Extracted material:
──────────────────────────────

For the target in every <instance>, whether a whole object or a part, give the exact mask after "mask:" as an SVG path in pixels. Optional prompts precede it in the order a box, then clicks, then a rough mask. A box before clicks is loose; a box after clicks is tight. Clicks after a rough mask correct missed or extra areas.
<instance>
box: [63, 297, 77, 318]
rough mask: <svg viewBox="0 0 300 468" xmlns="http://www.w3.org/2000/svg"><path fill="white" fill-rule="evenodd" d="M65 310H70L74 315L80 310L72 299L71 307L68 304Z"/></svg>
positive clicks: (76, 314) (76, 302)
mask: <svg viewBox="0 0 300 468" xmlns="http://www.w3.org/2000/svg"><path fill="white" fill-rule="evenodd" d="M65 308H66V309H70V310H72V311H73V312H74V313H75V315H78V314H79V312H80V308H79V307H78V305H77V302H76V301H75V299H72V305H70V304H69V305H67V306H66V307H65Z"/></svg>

──────────────────────────────

Work request: Rewrite the items from the beginning up to and including the line with "box: [63, 297, 77, 318]", putting "coarse mask" in place of "rough mask" and leaving everything else as it is.

Answer area:
For the target in every <instance>, whether a whole object or a part, give the exact mask after "mask:" as an SVG path in pixels. Optional prompts precede it in the order a box, then clicks, then a coarse mask. A box before clicks is loose; a box after clicks is tight. Clicks after a coarse mask correct missed or extra areas.
<instance>
box: [63, 297, 77, 318]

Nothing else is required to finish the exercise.